==== INPUT ====

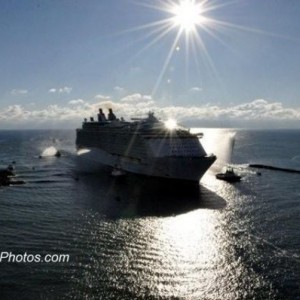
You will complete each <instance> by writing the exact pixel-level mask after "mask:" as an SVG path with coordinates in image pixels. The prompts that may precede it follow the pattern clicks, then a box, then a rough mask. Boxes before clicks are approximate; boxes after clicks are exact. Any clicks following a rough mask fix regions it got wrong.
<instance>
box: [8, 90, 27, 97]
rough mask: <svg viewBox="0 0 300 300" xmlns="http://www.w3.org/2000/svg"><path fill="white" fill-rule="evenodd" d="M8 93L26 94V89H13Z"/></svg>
mask: <svg viewBox="0 0 300 300" xmlns="http://www.w3.org/2000/svg"><path fill="white" fill-rule="evenodd" d="M10 94H11V95H12V96H20V95H26V94H28V90H25V89H13V90H11V91H10Z"/></svg>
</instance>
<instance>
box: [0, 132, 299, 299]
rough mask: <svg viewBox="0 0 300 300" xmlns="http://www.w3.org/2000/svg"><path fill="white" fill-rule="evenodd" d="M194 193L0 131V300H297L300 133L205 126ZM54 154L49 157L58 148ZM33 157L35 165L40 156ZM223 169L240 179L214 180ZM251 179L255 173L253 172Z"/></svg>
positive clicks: (34, 134) (173, 183) (186, 187)
mask: <svg viewBox="0 0 300 300" xmlns="http://www.w3.org/2000/svg"><path fill="white" fill-rule="evenodd" d="M203 132H204V138H203V144H204V146H205V148H206V149H207V152H209V153H210V152H214V153H216V154H217V155H218V160H217V162H216V163H215V164H214V166H213V167H212V168H211V170H210V171H209V172H208V173H207V174H206V175H205V176H204V177H203V178H202V180H201V185H199V186H181V185H179V186H178V185H177V184H174V183H170V182H165V181H161V180H153V179H149V178H144V177H139V176H127V177H126V178H125V179H124V180H118V179H115V178H112V177H111V176H110V174H109V173H107V172H103V171H102V172H99V173H97V174H89V173H85V172H83V171H82V170H81V169H80V168H79V167H78V164H77V158H76V155H75V145H74V144H75V132H74V131H0V164H1V167H2V168H4V167H7V165H8V164H12V163H13V166H14V168H15V170H14V171H15V173H16V174H17V178H18V179H20V180H24V181H25V184H24V185H18V186H9V187H0V254H1V253H3V252H7V253H11V254H14V255H17V254H20V255H24V253H26V254H27V256H28V255H40V256H41V257H44V256H45V255H47V254H51V255H58V254H68V255H69V261H67V262H50V263H46V262H8V261H6V260H5V259H2V261H1V263H0V299H105V300H106V299H122V300H123V299H124V300H126V299H128V300H132V299H196V300H198V299H199V300H200V299H213V300H215V299H222V300H225V299H291V300H294V299H300V284H299V282H300V174H297V173H288V172H282V171H275V170H265V169H259V170H258V169H254V168H250V167H249V166H248V164H250V163H256V164H258V163H259V164H266V165H270V166H277V167H283V168H292V169H296V170H300V131H299V130H269V131H263V130H260V131H253V130H252V131H251V130H234V129H204V130H203ZM53 147H54V148H55V149H57V150H59V151H60V152H61V154H62V156H61V157H55V156H53V154H54V153H55V149H54V148H53ZM39 156H42V157H41V158H40V157H39ZM228 163H230V164H231V165H232V166H233V167H234V168H235V170H236V171H237V173H239V174H240V175H242V181H241V182H239V183H236V184H229V183H226V182H223V181H219V180H217V179H216V178H215V174H216V173H217V172H219V171H220V170H221V169H222V167H223V166H224V165H226V164H228ZM257 172H261V175H259V174H258V173H257Z"/></svg>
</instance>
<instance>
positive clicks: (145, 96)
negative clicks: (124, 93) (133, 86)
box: [121, 93, 152, 103]
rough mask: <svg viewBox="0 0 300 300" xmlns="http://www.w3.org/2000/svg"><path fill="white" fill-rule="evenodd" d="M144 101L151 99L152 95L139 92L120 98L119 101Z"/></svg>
mask: <svg viewBox="0 0 300 300" xmlns="http://www.w3.org/2000/svg"><path fill="white" fill-rule="evenodd" d="M145 101H152V97H151V96H150V95H142V94H139V93H135V94H132V95H128V96H126V97H124V98H122V99H121V102H129V103H133V102H145Z"/></svg>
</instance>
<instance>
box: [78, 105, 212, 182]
mask: <svg viewBox="0 0 300 300" xmlns="http://www.w3.org/2000/svg"><path fill="white" fill-rule="evenodd" d="M200 138H201V136H200V135H199V134H192V133H191V132H190V131H189V130H188V129H186V128H184V127H182V126H179V125H177V124H176V123H175V122H174V121H168V122H165V123H164V122H161V121H160V120H158V119H157V118H156V117H155V116H154V113H153V112H149V113H148V116H147V117H146V118H143V119H137V118H135V119H132V120H131V121H125V120H124V119H123V118H121V119H118V118H117V117H116V116H115V114H114V113H113V111H112V109H109V113H108V115H107V116H106V115H105V114H104V113H103V111H102V109H99V113H98V118H97V120H95V119H94V118H90V120H89V121H88V120H87V119H84V122H83V124H82V128H79V129H77V130H76V147H77V154H78V156H79V157H80V158H81V159H83V160H84V161H85V162H87V163H88V162H89V165H90V166H93V167H94V168H99V169H100V168H103V166H106V167H109V169H110V170H111V171H114V170H118V173H122V174H126V173H135V174H141V175H146V176H153V177H158V178H168V179H176V180H183V181H188V182H198V183H199V181H200V179H201V177H202V176H203V175H204V173H205V172H206V171H207V170H208V169H209V167H210V166H211V165H212V164H213V163H214V161H215V160H216V156H215V155H213V154H211V155H207V153H206V152H205V150H204V148H203V147H202V145H201V143H200V140H199V139H200Z"/></svg>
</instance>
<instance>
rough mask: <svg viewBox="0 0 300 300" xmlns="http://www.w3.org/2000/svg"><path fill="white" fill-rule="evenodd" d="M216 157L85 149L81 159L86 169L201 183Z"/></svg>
mask: <svg viewBox="0 0 300 300" xmlns="http://www.w3.org/2000/svg"><path fill="white" fill-rule="evenodd" d="M215 159H216V157H215V156H201V157H148V158H147V159H138V158H130V157H125V156H120V155H113V154H110V153H108V152H106V151H103V150H101V149H99V148H89V149H81V150H79V151H78V160H79V163H80V165H81V166H84V168H85V170H86V171H89V172H95V171H100V170H101V169H103V168H105V167H109V168H111V170H112V169H113V168H115V167H116V166H117V167H118V168H120V169H121V170H123V171H125V172H129V173H134V174H141V175H146V176H152V177H160V178H168V179H176V180H185V181H191V182H199V181H200V179H201V177H202V176H203V175H204V173H205V172H206V171H207V170H208V169H209V167H210V166H211V165H212V164H213V162H214V161H215Z"/></svg>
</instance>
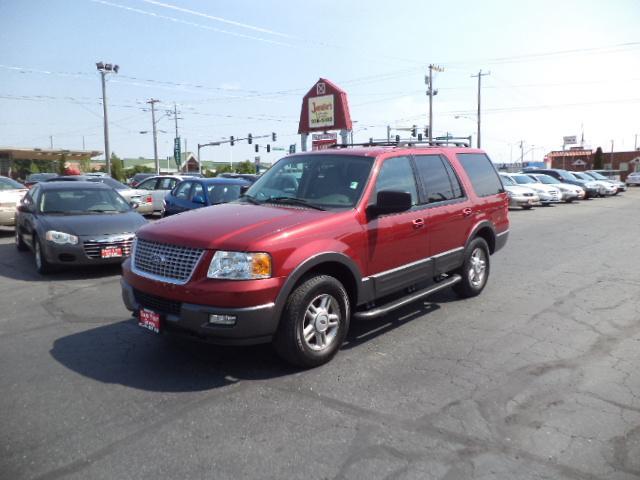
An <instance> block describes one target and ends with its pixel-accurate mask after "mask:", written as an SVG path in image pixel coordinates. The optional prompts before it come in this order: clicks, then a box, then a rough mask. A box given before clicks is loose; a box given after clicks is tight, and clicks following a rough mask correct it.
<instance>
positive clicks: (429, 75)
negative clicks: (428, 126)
mask: <svg viewBox="0 0 640 480" xmlns="http://www.w3.org/2000/svg"><path fill="white" fill-rule="evenodd" d="M434 70H435V71H436V72H444V68H442V67H439V66H437V65H433V64H431V65H429V76H428V77H427V78H425V83H426V84H427V95H428V96H429V143H431V141H432V140H433V96H434V95H437V94H438V90H437V89H436V90H434V88H433V71H434Z"/></svg>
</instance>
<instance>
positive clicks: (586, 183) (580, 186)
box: [523, 168, 604, 199]
mask: <svg viewBox="0 0 640 480" xmlns="http://www.w3.org/2000/svg"><path fill="white" fill-rule="evenodd" d="M523 171H524V172H525V173H544V174H546V175H549V176H550V177H553V178H555V179H557V180H560V181H561V182H562V183H570V184H571V185H577V186H579V187H582V188H583V189H584V191H585V196H584V198H585V199H586V198H593V197H598V196H600V194H601V192H603V191H604V189H603V188H602V187H600V186H599V185H598V184H597V183H595V182H594V181H586V180H582V179H580V178H577V177H575V176H573V175H572V174H571V172H568V171H567V170H563V169H561V168H525V169H524V170H523Z"/></svg>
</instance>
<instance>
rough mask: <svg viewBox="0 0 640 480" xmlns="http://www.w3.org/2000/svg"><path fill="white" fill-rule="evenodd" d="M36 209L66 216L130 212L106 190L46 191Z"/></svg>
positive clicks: (85, 188) (41, 195) (67, 189)
mask: <svg viewBox="0 0 640 480" xmlns="http://www.w3.org/2000/svg"><path fill="white" fill-rule="evenodd" d="M38 207H39V208H38V209H39V210H40V212H42V213H63V214H67V215H82V214H94V213H123V212H128V211H129V210H131V207H130V206H129V204H128V203H127V202H126V201H125V200H124V199H123V198H122V197H121V196H120V195H118V194H117V193H116V192H115V191H113V190H109V189H106V188H99V189H98V188H73V189H66V190H65V189H56V190H46V191H44V192H42V195H41V196H40V199H39V203H38Z"/></svg>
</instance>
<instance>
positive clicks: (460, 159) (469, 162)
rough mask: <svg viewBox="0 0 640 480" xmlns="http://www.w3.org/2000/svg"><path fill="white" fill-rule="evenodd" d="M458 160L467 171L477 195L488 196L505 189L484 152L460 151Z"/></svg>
mask: <svg viewBox="0 0 640 480" xmlns="http://www.w3.org/2000/svg"><path fill="white" fill-rule="evenodd" d="M458 161H459V162H460V164H461V165H462V168H464V170H465V171H466V172H467V175H468V176H469V180H471V185H473V189H474V190H475V191H476V195H478V196H479V197H487V196H489V195H495V194H496V193H501V192H502V191H503V188H502V183H501V182H500V178H499V177H498V173H497V172H496V169H495V168H494V166H493V164H492V163H491V160H489V157H487V156H486V155H484V154H482V153H459V154H458Z"/></svg>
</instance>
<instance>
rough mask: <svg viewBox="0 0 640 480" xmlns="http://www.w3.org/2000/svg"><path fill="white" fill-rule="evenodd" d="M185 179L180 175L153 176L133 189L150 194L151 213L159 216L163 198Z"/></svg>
mask: <svg viewBox="0 0 640 480" xmlns="http://www.w3.org/2000/svg"><path fill="white" fill-rule="evenodd" d="M185 178H187V177H184V176H181V175H160V176H154V177H151V178H147V179H146V180H144V181H143V182H142V183H140V184H138V186H137V187H135V188H137V189H139V190H145V191H147V192H148V193H150V194H151V197H152V199H153V213H157V214H161V213H162V210H163V209H164V197H165V196H166V194H167V193H169V192H170V191H171V190H173V189H174V188H175V186H176V185H177V184H178V182H181V181H182V180H184V179H185Z"/></svg>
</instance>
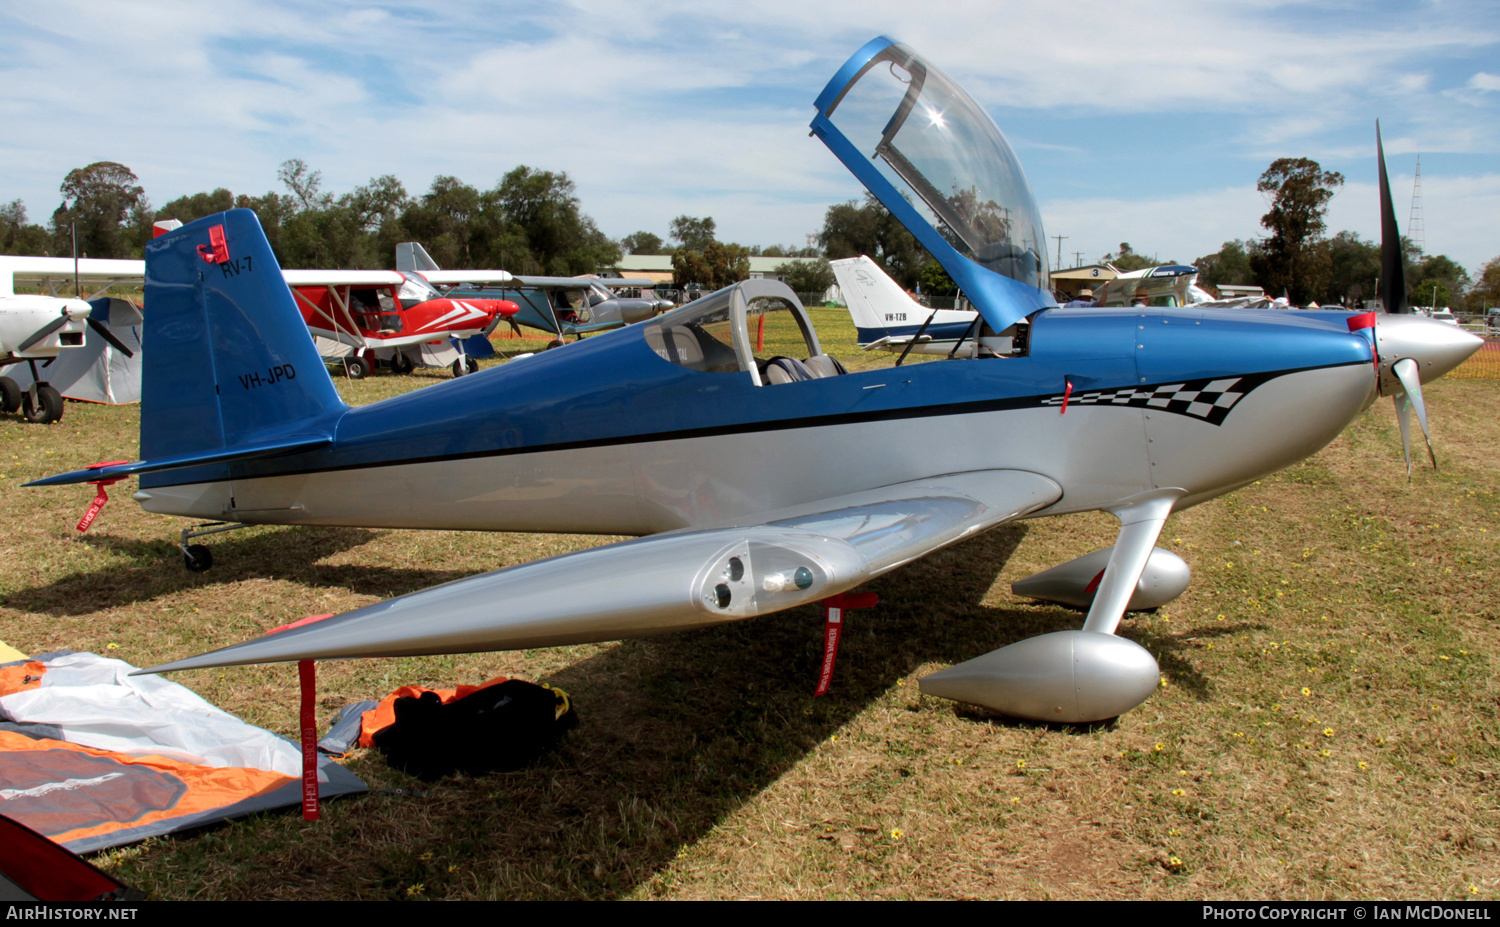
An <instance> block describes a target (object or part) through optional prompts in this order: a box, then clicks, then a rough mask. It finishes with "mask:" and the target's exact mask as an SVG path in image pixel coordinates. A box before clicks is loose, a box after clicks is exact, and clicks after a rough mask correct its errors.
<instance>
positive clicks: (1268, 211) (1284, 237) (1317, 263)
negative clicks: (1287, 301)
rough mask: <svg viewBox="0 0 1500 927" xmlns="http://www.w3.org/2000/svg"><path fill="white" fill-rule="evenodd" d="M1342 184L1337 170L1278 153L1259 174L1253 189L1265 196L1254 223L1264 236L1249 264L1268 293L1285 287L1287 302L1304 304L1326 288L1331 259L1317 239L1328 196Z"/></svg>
mask: <svg viewBox="0 0 1500 927" xmlns="http://www.w3.org/2000/svg"><path fill="white" fill-rule="evenodd" d="M1343 184H1344V175H1343V174H1340V172H1338V171H1325V169H1323V166H1322V165H1319V162H1316V160H1313V159H1311V157H1278V159H1277V160H1274V162H1271V166H1269V168H1266V172H1265V174H1262V175H1260V180H1259V181H1257V183H1256V189H1257V190H1260V192H1262V193H1265V195H1268V196H1269V198H1271V210H1269V211H1268V213H1266V214H1265V216H1262V219H1260V225H1262V226H1265V228H1266V231H1269V233H1271V237H1269V239H1266V240H1265V242H1263V243H1262V251H1260V254H1259V255H1256V257H1254V258H1253V261H1251V267H1253V269H1254V270H1256V276H1257V279H1259V281H1260V285H1262V287H1265V288H1266V291H1268V293H1272V294H1275V293H1283V291H1286V293H1287V294H1289V296H1290V297H1292V302H1293V303H1307V302H1308V300H1311V299H1314V297H1316V296H1317V294H1319V293H1325V291H1326V288H1328V285H1329V281H1331V276H1332V258H1331V254H1329V251H1328V249H1326V248H1317V243H1319V242H1320V240H1322V237H1323V229H1325V228H1326V225H1325V222H1323V216H1325V213H1328V201H1329V199H1332V198H1334V193H1335V190H1338V187H1341V186H1343Z"/></svg>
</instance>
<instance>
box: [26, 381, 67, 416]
mask: <svg viewBox="0 0 1500 927" xmlns="http://www.w3.org/2000/svg"><path fill="white" fill-rule="evenodd" d="M31 393H33V390H26V392H24V393H21V414H23V416H26V420H27V422H30V423H31V425H51V423H52V422H57V420H58V419H62V417H63V395H62V393H58V392H57V390H55V389H54V387H49V386H40V387H36V390H34V393H36V398H34V399H33V398H31Z"/></svg>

====

* **TASK ITEM**:
Put down exactly the lines of the data above that run from its first line through the line bearing "box: [8, 90, 27, 97]", and no pictures.

* **YOUR SOLUTION**:
You will complete each <instance> by writing the exact pixel-level mask after "mask:" as an SVG path with coordinates in image pixels. The prompts that may precede it follow the pattern clicks, then a box, then a rough mask. Boxes before clicks are approximate; boxes after clicks are exact. Any clicks following a rough mask fix regions it got wrong.
<instance>
box: [8, 90, 27, 97]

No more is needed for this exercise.